═══ Given records ═══
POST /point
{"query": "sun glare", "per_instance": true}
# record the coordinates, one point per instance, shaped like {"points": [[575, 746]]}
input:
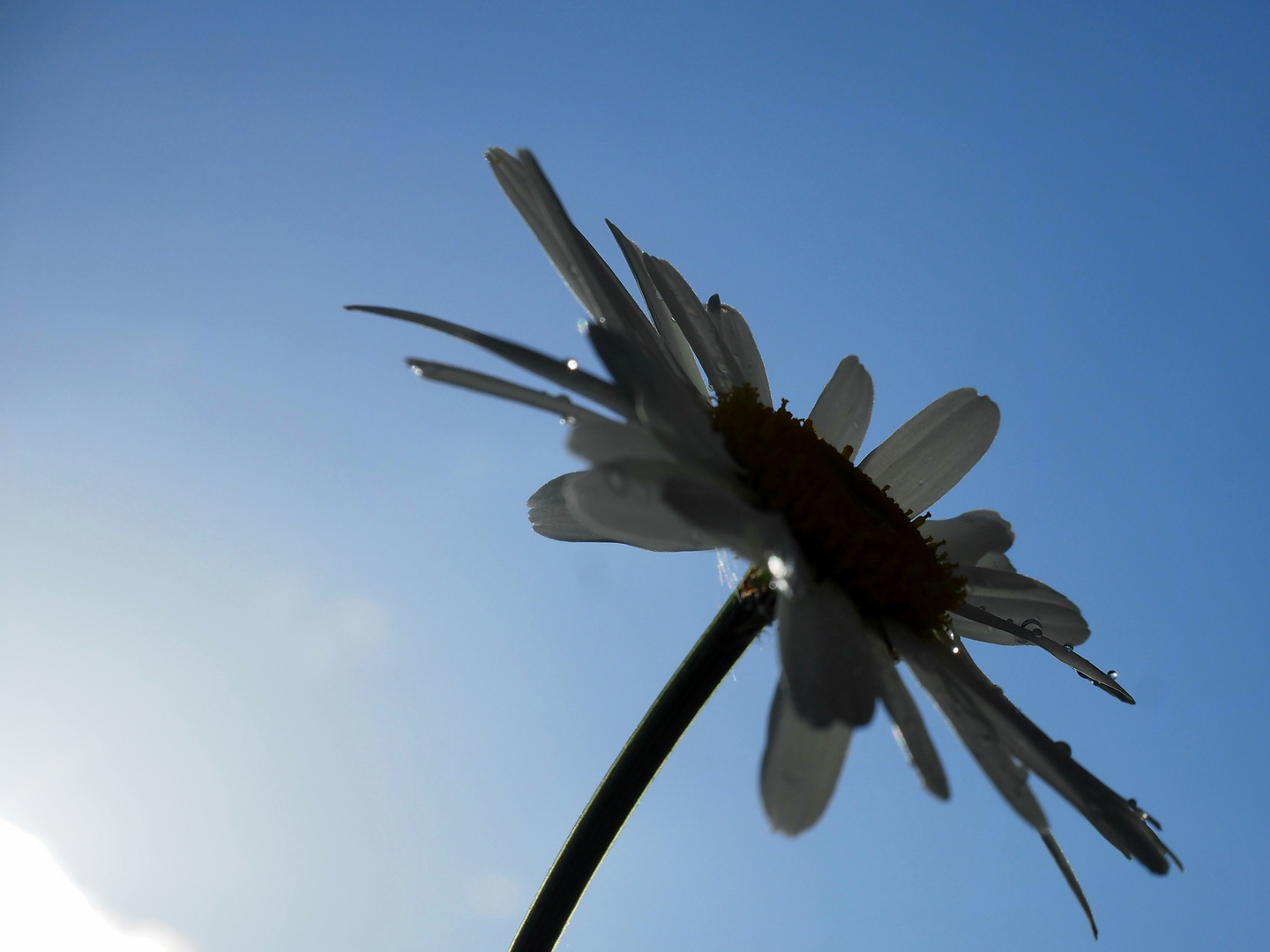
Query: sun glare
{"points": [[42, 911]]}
═══
Task details: Update the records above so that every occurrence of "sun glare" reads "lens flare", with all other text unchanged, and omit the pictures from the result.

The answer:
POST /point
{"query": "lens flare", "per_instance": true}
# record the coordinates, one point per instance, shaped like {"points": [[575, 746]]}
input:
Query: lens flare
{"points": [[42, 911]]}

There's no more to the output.